Without including pictures, set down every record exactly as it stands.
Available records: Begin
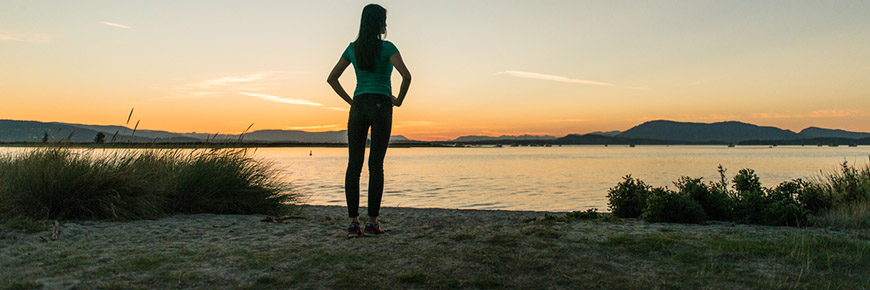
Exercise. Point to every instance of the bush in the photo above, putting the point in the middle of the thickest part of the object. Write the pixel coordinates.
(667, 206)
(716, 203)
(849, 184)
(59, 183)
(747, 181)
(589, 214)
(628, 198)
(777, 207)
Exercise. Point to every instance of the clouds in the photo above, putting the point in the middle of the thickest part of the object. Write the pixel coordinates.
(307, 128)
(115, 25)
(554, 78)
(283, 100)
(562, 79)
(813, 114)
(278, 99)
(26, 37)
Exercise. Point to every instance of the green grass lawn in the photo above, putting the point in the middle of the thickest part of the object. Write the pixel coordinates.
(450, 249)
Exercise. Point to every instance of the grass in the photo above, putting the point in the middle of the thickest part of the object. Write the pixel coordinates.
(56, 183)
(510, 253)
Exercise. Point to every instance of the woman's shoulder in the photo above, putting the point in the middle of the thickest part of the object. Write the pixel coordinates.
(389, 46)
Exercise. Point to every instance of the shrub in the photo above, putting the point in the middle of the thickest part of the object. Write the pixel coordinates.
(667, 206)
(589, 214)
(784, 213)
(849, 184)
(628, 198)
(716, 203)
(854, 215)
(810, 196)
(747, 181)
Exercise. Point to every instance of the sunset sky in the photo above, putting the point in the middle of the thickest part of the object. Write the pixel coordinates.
Available records: End
* Exercise output:
Exercise. Point to every instance of the bush in the photo above, putting the point in the middle of the thickest part of the object. Write the pixel coordinates.
(667, 206)
(716, 203)
(849, 184)
(59, 183)
(747, 181)
(589, 214)
(628, 198)
(777, 207)
Exercise. Point to every instance of the clouds in the photo above, putting the point in the middle of the thickest part of the object. Write the pixel coordinates.
(307, 128)
(115, 25)
(554, 78)
(283, 100)
(562, 79)
(813, 114)
(278, 99)
(26, 37)
Exercise. Point to every instance of the green grass lawn in the photo above, putting the point in the middle of the thickest part of the object. Write the pixel coordinates.
(450, 249)
Exercise. Point to every instance of the grass in the photo above, putting the point in the middle of the thickest part of the object. Write the pixel coordinates.
(56, 183)
(510, 253)
Exercise. Point to every instance of the woman's shoulder in the photo above, putting the point in the middle of the thickest part of the object. Write the pixel coordinates.
(389, 46)
Exercise. Point to every instance of the shrub in the photo above, putting the point in the middle of the thickest part of the object. Write the pixel coordinates.
(667, 206)
(589, 214)
(784, 213)
(849, 184)
(628, 198)
(716, 203)
(854, 215)
(810, 196)
(747, 181)
Exercise. Point to every instance of the sunset sky in the photo above, putting the point in the middle of the thickest part of the object. Write the pixel coordinates.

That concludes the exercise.